Langley hopes the physical evidence found so far will be enough to make people rethink their image of Richard III as a caricature villain.
"It disproves the Tudor writers who claimed terrible things about him: That he was hunchbacked, that he was two years in the womb, that he was born with hair and teeth," she says.
"Instead we can see that he was a strong, capable man, and it blows all those misconceptions away. It gives us so much information about Richard, the real Richard, before the Tudor writers got to him.
"I'm not looking for a saint, but a real man -- if I've got to portray him on a big screen I want to show the real him. He wasn't always great and good, but that's fine, if he was, we'd all be bored to death."
She has even been in talks with Leicestershire lad turned Hollywood hero Richard Armitage -- last seen as Thorin Oakenshield in "The Hobbit" -- to play the king.
"He was born to play the role," she explains. "He's an amazing doppelganger for Richard III, he was born a couple of miles from Bosworth on the anniversary of Richard's death, and he was even named after him."

_Records in a dataset_:
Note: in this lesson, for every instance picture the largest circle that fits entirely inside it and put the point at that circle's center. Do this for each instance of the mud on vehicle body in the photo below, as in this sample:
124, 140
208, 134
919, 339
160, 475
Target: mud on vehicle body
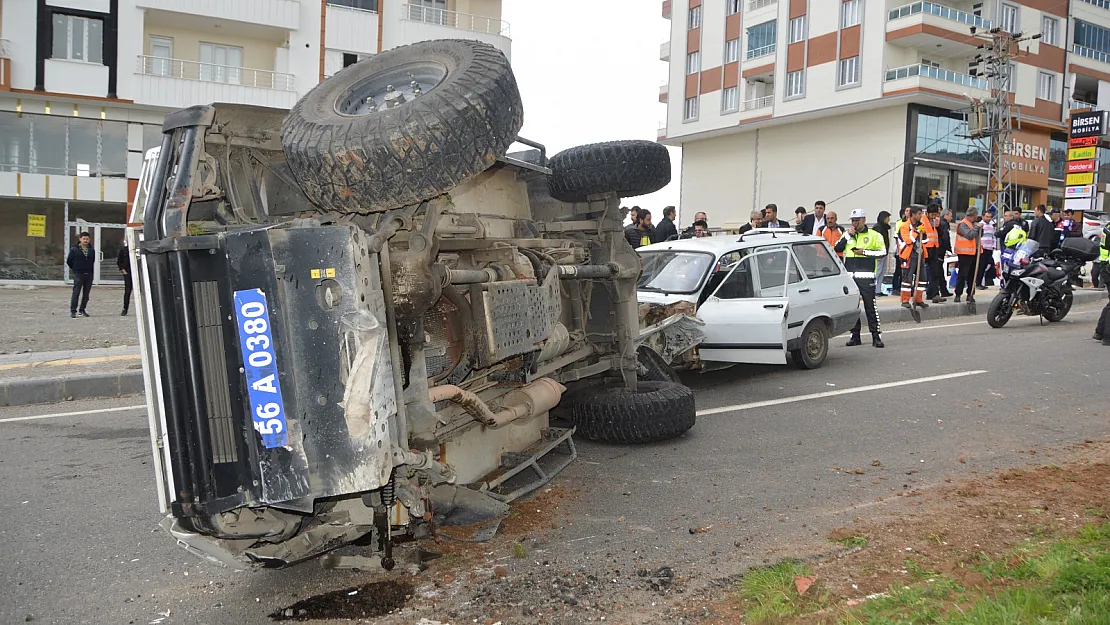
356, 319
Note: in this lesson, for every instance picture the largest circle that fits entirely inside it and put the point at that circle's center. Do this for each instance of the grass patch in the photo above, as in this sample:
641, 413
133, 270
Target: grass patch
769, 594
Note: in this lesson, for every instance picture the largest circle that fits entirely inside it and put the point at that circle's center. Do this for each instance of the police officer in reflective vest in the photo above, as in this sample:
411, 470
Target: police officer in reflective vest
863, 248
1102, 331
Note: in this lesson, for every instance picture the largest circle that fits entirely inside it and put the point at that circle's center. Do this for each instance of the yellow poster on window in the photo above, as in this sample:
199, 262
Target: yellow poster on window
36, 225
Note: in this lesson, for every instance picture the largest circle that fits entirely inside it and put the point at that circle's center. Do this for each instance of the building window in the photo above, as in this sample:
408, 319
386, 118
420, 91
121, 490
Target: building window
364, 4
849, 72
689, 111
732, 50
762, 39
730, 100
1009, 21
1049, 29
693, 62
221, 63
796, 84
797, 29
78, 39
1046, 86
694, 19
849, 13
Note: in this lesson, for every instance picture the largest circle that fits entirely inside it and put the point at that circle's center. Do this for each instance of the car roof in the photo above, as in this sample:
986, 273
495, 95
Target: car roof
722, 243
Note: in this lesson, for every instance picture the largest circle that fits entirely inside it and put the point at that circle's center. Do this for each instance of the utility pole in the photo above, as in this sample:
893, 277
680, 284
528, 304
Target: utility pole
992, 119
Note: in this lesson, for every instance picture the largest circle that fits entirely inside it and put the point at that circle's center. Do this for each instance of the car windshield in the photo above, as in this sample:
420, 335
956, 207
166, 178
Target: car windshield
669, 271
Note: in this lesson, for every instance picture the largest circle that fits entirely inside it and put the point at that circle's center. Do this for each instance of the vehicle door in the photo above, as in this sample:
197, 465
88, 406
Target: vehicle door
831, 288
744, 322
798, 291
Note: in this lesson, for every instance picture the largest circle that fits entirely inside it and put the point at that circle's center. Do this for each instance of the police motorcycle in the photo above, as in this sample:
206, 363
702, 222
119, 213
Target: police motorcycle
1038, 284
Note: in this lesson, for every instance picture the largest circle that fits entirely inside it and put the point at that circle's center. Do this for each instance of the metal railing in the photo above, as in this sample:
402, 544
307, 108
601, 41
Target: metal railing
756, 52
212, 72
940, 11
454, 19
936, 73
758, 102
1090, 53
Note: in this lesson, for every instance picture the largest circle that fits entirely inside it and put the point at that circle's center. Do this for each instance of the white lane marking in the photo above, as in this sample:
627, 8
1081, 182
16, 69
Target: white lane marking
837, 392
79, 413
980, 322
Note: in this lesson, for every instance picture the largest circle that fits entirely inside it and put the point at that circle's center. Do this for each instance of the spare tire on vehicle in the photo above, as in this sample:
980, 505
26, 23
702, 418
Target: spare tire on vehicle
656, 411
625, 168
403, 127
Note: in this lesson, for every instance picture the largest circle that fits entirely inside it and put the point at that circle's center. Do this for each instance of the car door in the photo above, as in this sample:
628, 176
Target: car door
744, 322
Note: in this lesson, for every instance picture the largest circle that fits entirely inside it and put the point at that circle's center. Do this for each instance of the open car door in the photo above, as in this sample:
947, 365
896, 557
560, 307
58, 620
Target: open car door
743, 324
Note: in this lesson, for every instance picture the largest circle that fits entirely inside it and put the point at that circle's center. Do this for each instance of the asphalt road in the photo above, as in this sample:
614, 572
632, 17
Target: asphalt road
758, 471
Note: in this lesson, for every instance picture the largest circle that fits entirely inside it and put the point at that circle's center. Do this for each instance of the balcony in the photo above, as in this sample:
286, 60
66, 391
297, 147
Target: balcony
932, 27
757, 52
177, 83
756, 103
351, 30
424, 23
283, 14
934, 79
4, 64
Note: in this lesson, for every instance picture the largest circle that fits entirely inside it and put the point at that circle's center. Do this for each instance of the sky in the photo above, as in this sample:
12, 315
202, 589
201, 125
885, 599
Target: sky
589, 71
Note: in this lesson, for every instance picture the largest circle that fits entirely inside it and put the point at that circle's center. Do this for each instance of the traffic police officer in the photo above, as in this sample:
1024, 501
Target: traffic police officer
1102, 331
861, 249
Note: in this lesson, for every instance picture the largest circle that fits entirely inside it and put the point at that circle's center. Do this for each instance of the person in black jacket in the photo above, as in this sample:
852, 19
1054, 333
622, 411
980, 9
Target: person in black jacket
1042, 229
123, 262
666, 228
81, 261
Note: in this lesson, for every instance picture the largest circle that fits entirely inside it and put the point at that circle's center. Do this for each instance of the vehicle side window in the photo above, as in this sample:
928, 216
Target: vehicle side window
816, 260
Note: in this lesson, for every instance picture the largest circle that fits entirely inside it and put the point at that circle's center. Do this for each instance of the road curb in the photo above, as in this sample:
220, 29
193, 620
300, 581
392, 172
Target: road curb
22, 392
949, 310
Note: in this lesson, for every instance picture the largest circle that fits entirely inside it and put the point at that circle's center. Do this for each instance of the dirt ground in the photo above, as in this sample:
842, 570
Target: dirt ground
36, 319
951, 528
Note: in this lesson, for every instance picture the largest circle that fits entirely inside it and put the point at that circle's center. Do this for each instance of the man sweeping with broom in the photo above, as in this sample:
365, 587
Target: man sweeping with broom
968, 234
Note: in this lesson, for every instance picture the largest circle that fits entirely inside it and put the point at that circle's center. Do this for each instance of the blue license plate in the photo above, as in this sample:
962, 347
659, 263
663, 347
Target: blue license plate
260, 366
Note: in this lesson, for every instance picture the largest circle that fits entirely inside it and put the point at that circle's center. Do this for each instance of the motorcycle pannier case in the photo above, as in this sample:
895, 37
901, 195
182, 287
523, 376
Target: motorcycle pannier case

_Requirement 1_:
Rewrite the stretch of the passage about Richard III from "Langley hopes the" through "got to him.", putting "Tudor chroniclers" in place of "Tudor writers".
_Requirement 2_:
Write the next part of the passage about Richard III, following on from its last sentence.

_Answer section 1_:
Langley hopes the physical evidence found so far will be enough to make people rethink their image of Richard III as a caricature villain.
"It disproves the Tudor chroniclers who claimed terrible things about him: That he was hunchbacked, that he was two years in the womb, that he was born with hair and teeth," she says.
"Instead we can see that he was a strong, capable man, and it blows all those misconceptions away. It gives us so much information about Richard, the real Richard, before the Tudor chroniclers got to him.

_Answer section 2_:
The film won't be the first attempt to rehabilitate Richard III in the eyes of the general public - mystery writer Josephine Tey tried it in the 1950s with "The Daughter of Time," in which her detective hero "discovers" the truth about the much-maligned monarch.
It was this book which first sparked the curiosity of Michael Ibsen, prompting him to rethink the image he had grown up with, of Richard III as "this evil figure who killed the Princes in the Tower."
Now the Canadian-born cabinetmaker finds himself at the heart of the story, with a role he could never have imagined when he read Tey's novel 20 years ago: The potential DNA match for a long-dead king of England.
"Of course, I'd rather be related to a benign king figure than a brutal murderer, so it's hard not to be biased, but some of the history is so vitriolic, I'm a little suspicious -- can he really have been that bad?"
Historian John Ashdown Hill tracked down Ibsen's British-born mother Joy in 2004.
"She knew she had an illustrious family background - they were from the upper class, but had fallen on hard times -- but she had no idea that this was in her past," Ibsen says.
Ashdown Hill explained that as a direct - if long-distant -- female relative of Richard III's sister, Anne of York, she and her children should have the same mitochondrial DNA (mtDNA) as Richard III.
Joy was skeptical at first, and in any case, as Ibsen points out "it seemed fairly academic at the time, we didn't get too excited."
Sadly, Ibsen's mother died before the Leicester dig could take place, but he was there in her place as work began, offering up that all important DNA sample.
"My brother and sister and I all inherited the same mtDNA, but my sister is the only one who can pass it on, and she has no children, so they caught us just in time," he told CNN, reflecting on the "surreal experience" of the past few months.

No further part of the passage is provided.